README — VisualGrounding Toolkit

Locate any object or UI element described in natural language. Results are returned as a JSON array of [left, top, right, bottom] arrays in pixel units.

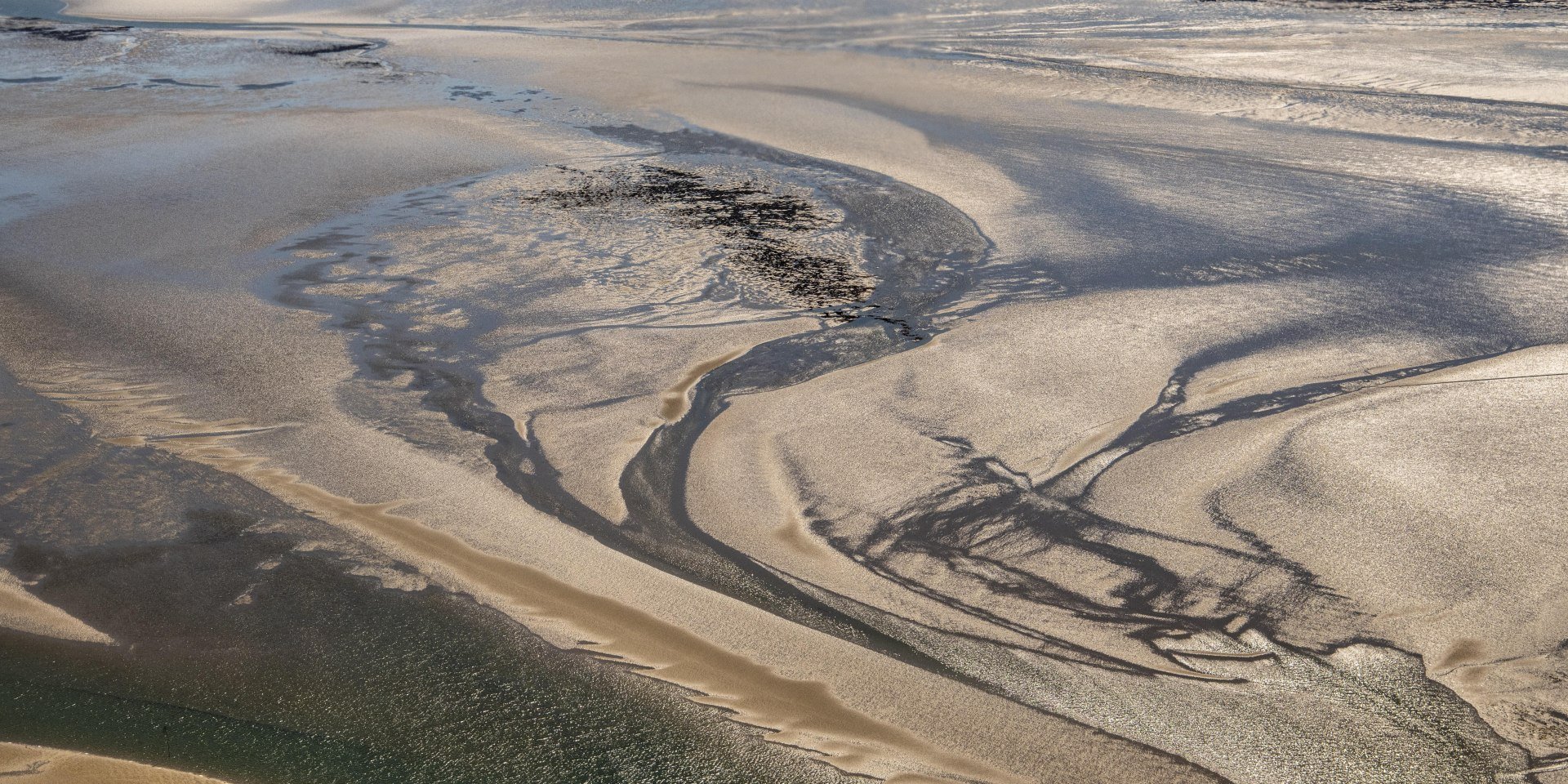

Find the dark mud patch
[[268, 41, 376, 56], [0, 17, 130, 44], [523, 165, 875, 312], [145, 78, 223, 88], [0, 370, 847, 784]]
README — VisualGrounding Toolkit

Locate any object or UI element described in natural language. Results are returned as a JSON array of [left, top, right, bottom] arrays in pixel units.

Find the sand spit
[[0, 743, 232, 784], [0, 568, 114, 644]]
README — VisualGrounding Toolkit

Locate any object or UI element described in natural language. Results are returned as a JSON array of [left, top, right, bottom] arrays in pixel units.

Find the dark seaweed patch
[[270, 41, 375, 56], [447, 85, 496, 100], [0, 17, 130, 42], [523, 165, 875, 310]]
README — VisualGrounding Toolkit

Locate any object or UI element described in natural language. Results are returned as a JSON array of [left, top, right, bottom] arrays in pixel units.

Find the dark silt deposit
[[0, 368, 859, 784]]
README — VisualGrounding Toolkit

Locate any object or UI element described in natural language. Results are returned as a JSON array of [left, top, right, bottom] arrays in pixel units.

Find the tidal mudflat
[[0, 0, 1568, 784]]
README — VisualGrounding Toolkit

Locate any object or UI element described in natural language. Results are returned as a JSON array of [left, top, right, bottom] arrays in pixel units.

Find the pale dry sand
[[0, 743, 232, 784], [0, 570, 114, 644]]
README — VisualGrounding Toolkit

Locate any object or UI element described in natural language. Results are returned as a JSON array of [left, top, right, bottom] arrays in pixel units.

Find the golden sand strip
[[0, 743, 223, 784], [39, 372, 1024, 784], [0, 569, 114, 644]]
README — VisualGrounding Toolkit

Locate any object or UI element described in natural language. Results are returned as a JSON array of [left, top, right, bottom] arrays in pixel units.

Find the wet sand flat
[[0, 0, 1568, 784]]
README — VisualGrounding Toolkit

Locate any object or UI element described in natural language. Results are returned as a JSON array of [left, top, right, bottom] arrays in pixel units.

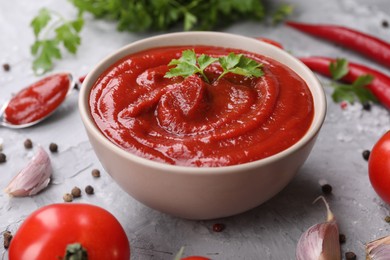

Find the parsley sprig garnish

____________

## Requirements
Rewrite every line of the rows above as a numbered list. Leave out the blank lines and the pictures.

## Result below
1. README — VisualGrounding Toolkit
2. Locate any object or UI element described in natural language. Results are returned as a JSON array of [left, top, right, bottom] arrays in pixel units.
3. Find the dark mud patch
4. [[268, 41, 376, 56], [0, 17, 130, 44], [523, 165, 875, 312], [145, 78, 223, 88], [0, 370, 847, 784]]
5. README — VisualGrounding Toolkit
6. Locate any object or UI element described in natural language. Results are returned as a JSON array of [left, top, right, bottom] arrays in pixel units.
7. Find the sand spit
8. [[0, 743, 232, 784], [0, 568, 114, 644]]
9. README — VisualGrounding Toolkit
10. Locate any object or UI element described in natural language. Results are returned as a JSON array of [left, top, right, bottom] arrays in pixel units.
11. Find the dark seaweed patch
12. [[270, 41, 375, 56], [447, 85, 496, 100], [0, 17, 130, 42], [523, 165, 875, 310]]
13. README — VisualGrounding Toolkit
14. Locate any object or UI element described in natural language. Results are returned as a JSON array of [left, top, right, bottom] arrays in pixel units.
15. Find the dark silt deposit
16. [[0, 368, 859, 784]]
17. README — VisualGrounding Toolkit
18. Locate any object or UI element described in natural language. Results are returned as a JSON array of [left, top, right, bottom] arrays in pixel units.
19. Find the tidal mudflat
20. [[0, 0, 1568, 784]]
21. README — VisualGrounding Toolkit
22. Locate any object or UI element described in natural language. Results are returned as a JSON array of [left, top, right, bottom] arrays in pixel units.
23. Find the pale dry sand
24. [[0, 743, 232, 784], [0, 570, 114, 644]]
25. README — VisualGrounding Toolkit
26. Locate any object or UI element described in natural language. Results are returned as a JSON array of [left, top, right, bottom] arrays in pixel units.
27. Find the golden sand strip
28. [[0, 743, 223, 784], [39, 372, 1024, 784], [0, 569, 114, 644]]
29. README — VisualGrounding Toolkit
30. Locate any object or UI element described in natural language. Results are returned as a JSON array of [left, top, right, bottom] arrays in pixel units.
31. Find the wet sand flat
32. [[0, 0, 1568, 784]]
33. README — VisualGrounding Toolkit
34. Locate any object or UI element described in natural language. Results are returned as a JSON array of [left, top, right, bottom] arrays in pixel units.
35. Find the parsley sprig garnish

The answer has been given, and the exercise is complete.